[SOURCE DOCUMENT]:

####################

The systems psychodynamics of
Decolonising Minds, Workplaces & Curricula
for a better future
🔖 PRESENTATION
Paper (parallel)
📆 DATE
Wednesday 20 Nov 2024
⏰ MELBOURNE TIME
5.00 - 7.00 pm
⏰ LOCAL START TIME
time start

Professor Julian Manley
Professor of Social Innovation, University of Central Lancashire
Julian Manley is a Professor of Social Innovation at the University of Central Lancashire, UK and a Senior Associate Researcher at the University of Johannesburg. He is widely published and an experienced host of social dreaming matrices. His work includes a range of perspectives on the development of social dreaming in different contexts such as the visual arts, issues of race and climate change. He helped to develop the visual matrix method that emerged from his work in social dreaming. He is a founding Director of the Centre for Social Dreaming and a Scholar of the British Psychoanalytic Council.
⏰ DURATION
120 minutes

Dr Neo Pule
Senior Lecturer in Psychology, University of Johannesburg
Neo Pule is a Senior Lecturer in Psychology at the University of Johannesburg and a registered Counselling Psychologist with the Health Professions Council of South Africa. She is an experienced higher education and student development practitioner and researcher. Her areas of interest include decolonising research methodology, social justice, student leadership and scholarship of integration. Her work in social dreaming includes projects in South Africa and the UK. Dr Pule is currently one of the Directors of the Centre for Social Dreaming.
Decolonising the Mind and Higher Education: Exploring Decolonisation through Social Dreaming in South Africa and the UK
Decolonisation is a concept and task that has gained momentum in universities globally. The United Kingdom (UK) and South Africa (SA) both grapple with different versions of the scars of colonialism. Recently, both countries experienced eruptions of student movements such as the #Rhodes Must Fall which progressed as the #Fees Must Fall in SA and BlackLivesMatter in the UK. These movements are rooted in an outrage against inequality, racism and exclusivity in Higher Education (HE). In the UK , decolonisation is often focused on the curriculum by challenging Western paradigms. In SA, while decolonisation aims to transform the curriculum, it is also directed at reimagining institutional cultures and rethinking the African university.
System psychodynamics brings the ‘organisation in the mind’ to the fore, by bringing an understanding of the deep influences of unconscious processes, internalized relationships, and the interaction between internal and external systems. Our project uses Armstrong’s (2005) conceptualisation of the ‘organisation in the mind’ and Manley’s application of the concept to slavery (2010) as a lens for analysing and interpreting social dreaming in the context of decolonisation in HE.

####################

[MATERIAL PROVIDED]:

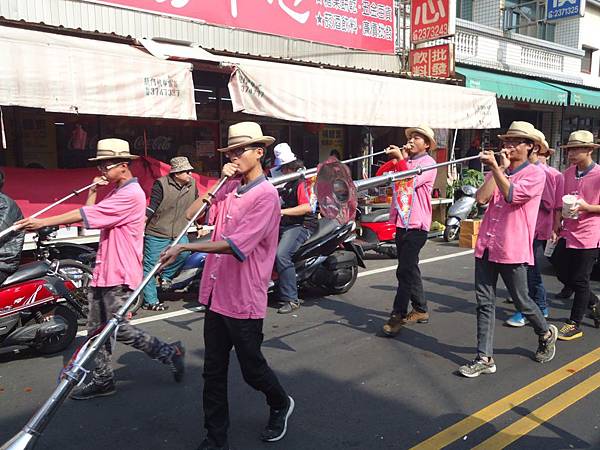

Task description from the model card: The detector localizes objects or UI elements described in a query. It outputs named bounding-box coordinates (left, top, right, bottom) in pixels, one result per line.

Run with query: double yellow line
left=411, top=347, right=600, bottom=450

####################

[SET TASKS]:
1. Answer these questions using the presentation listing:
(a) How long does the presentation last?
(b) Of which council is Julian Manley a Scholar?
(c) In the UK, what is decolonisation often focused on?
2. Reproduce the passage of the presentation listing word for word, starting at "Decolonising the Mind" and ending at "the African university.".
The data is separate material and does not belong to the presentation listing.

[WORKED SOLUTIONS]:
1.
(a) 120 minutes
(b) The British Psychoanalytic Council
(c) The curriculum

2.
Decolonising the Mind and Higher Education: Exploring Decolonisation through Social Dreaming in South Africa and the UK
Decolonisation is a concept and task that has gained momentum in universities globally. The United Kingdom (UK) and South Africa (SA) both grapple with different versions of the scars of colonialism. Recently, both countries experienced eruptions of student movements such as the #Rhodes Must Fall which progressed as the #Fees Must Fall in SA and BlackLivesMatter in the UK. These movements are rooted in an outrage against inequality, racism and exclusivity in Higher Education (HE). In the UK , decolonisation is often focused on the curriculum by challenging Western paradigms. In SA, while decolonisation aims to transform the curriculum, it is also directed at reimagining institutional cultures and rethinking the African university.